Required task A: In the entries, starting at the line that has "Expected behaviour: the pointer locates the shadow" and going through the last of the entries, substitute "pin" for "marker" and leave everything else unchanged.

Excerpted passage:
A considerable number of studies have been conducted based on AI algorithms to monitor defects in the DED-arc process through molten pool images. Nevertheless, there is a scarcity of studies on DED-arc defect monitoring based on acoustic signals. This paper introduces an investigation into the monitoring of the DED-arc process using sound-based techniques. The objective is to develop a method for identifying DED-arc defects based on acoustic signals. The method employs the wavelet transform to convert acoustic signals into time–frequency diagrams to perform time–frequency analysis. In order to achieve the objective of defect monitoring, this study proposes the application of CNNs for the classification of time–frequency diagrams. The approach enables the identification of defects in real time with high accuracy, thereby enhancing the automation and intelligence of DED-arc.

Required task B: In the passage on DED-arc defect monitoring, what does the method use to turn acoustic signals into time–frequency diagrams?

Data for this task:
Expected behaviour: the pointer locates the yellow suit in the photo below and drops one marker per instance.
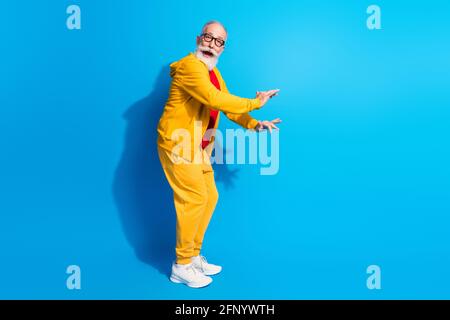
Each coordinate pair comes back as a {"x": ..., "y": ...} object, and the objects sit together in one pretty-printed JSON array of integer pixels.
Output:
[{"x": 190, "y": 98}]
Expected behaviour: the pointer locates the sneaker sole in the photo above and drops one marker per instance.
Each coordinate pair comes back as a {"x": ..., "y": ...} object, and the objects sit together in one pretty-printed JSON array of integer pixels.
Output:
[{"x": 175, "y": 279}]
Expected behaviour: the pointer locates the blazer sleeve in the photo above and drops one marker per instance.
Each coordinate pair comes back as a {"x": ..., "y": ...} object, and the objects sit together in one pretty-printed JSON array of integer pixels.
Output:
[
  {"x": 192, "y": 77},
  {"x": 245, "y": 120}
]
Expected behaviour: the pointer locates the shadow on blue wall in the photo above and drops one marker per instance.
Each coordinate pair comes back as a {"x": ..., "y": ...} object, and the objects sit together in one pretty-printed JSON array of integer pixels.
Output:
[
  {"x": 142, "y": 195},
  {"x": 141, "y": 192}
]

Task answer A:
Expected behaviour: the pointer locates the shadow on blue wall in the photo above and drops one pin per instance.
Each coordinate pair comes back as a {"x": ..., "y": ...} object, and the objects sit together in one pretty-printed JSON array of integer pixels.
Output:
[
  {"x": 142, "y": 195},
  {"x": 141, "y": 192}
]

Task answer B: The wavelet transform.